SET TASK A: Translate this sentence from the satellite laser ranging text into Spanish: "In 2020, 41 SLR stations conducted laser observations on both LAGEOS satellites."

DOCUMENT:
The paper assesses the quality of satellite laser ranging stations that were operational in 2020. The assessment is based on the results obtained from the LAGEOS-1 and LAGEOS-2 satellites between 2011 and 2020. In 2020, 41 SLR stations conducted laser observations on both LAGEOS satellites. Out of these stations, 20 had been making observations for ten years, while some stations started their observations during this period, resulting in a shorter observation period. NASA's GEODYN-II orbital software was used to compute the satellite orbits for fifteen core stations. The accuracy of the observations from each station was evaluated by determining the stability of the designated coordinates (3DRMS) in the International Terrestrial Reference Frame 2020. The results show that 16 stations achieved accuracy ranging from 4 mm to 10 mm, 17 stations between 10 mm and 15 mm, and 8 stations above 15 mm. Similarly, the standard deviation of the determined coordinates ranged from 1.0 mm to 2.6 mm, from 3.0 mm to 4.0 mm, and above 4.0 mm, respectively. The discussion focuses on the reasons for the inadequate accuracy in determining the coordinates for most stations. These reasons include a lack of sufficient normal points for most stations, a significant random scatter of normal points in the orbit, and insufficient long-term stability of systematic deviations. It is important to note that the results for both LAGEOS satellites are highly consistent.

RECORDS SUPPLIED:
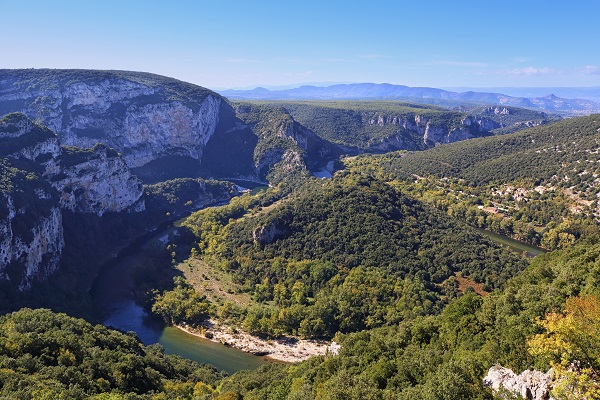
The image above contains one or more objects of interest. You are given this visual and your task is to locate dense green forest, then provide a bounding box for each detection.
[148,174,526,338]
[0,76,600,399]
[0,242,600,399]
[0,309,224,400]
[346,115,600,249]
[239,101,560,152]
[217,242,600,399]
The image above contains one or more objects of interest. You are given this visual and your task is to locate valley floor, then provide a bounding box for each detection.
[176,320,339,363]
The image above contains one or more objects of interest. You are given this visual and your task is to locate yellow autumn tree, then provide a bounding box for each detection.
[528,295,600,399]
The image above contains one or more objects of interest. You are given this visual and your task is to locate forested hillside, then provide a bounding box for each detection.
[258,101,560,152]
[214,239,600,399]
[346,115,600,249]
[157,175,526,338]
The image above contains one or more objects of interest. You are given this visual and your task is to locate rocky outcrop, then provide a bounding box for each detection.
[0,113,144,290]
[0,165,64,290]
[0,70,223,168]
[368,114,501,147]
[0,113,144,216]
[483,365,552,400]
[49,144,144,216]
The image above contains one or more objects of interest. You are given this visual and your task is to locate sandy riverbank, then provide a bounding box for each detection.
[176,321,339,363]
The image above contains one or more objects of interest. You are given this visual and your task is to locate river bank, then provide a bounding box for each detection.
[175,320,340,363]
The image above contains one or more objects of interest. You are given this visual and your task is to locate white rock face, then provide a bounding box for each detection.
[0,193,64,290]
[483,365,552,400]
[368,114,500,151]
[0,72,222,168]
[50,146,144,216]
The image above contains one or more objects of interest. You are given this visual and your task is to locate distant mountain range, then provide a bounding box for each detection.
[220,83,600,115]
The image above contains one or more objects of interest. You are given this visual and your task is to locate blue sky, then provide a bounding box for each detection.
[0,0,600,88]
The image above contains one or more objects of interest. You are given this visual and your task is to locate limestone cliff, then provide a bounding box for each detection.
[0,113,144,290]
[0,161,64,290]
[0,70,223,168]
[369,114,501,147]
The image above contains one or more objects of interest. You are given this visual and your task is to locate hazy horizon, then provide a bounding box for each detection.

SET TASK B: Rewrite the rows from the line containing "to locate forested" through the line containing "[50,146,144,216]", with both of those lines included. Replace "rocky outcrop" with "rock ledge" and leave everything else unchanged.

RESPONSE A: En 2020, 41 estaciones SLR realizaron observaciones láser de ambos satélites LAGEOS.

RESPONSE B:
The image above contains one or more objects of interest. You are given this visual and your task is to locate forested hillside, then provide a bounding box for each detection.
[258,101,560,152]
[214,239,600,399]
[346,115,600,249]
[157,175,526,338]
The image above contains one or more objects of interest. You are given this visual and your task is to locate rock ledge, then provide a bounding box for each detection.
[0,113,144,290]
[0,165,64,290]
[0,70,223,168]
[368,114,501,147]
[0,113,144,216]
[483,365,552,400]
[49,144,144,216]
The image above contains one or more objects of interest. You are given this visual and your task is to locate sandy riverbank, then provide a bounding box for each detection.
[176,321,339,363]
The image above contains one or more objects of interest. You are given this visual and your task is to locate river bank, then provide a bounding box for each detection.
[175,320,340,363]
The image above contains one or more objects of interest. You are given this visual and your task is to locate white rock face, then provide a bounding box for each detection.
[0,193,64,290]
[483,365,552,400]
[368,114,500,151]
[0,72,222,168]
[50,146,144,216]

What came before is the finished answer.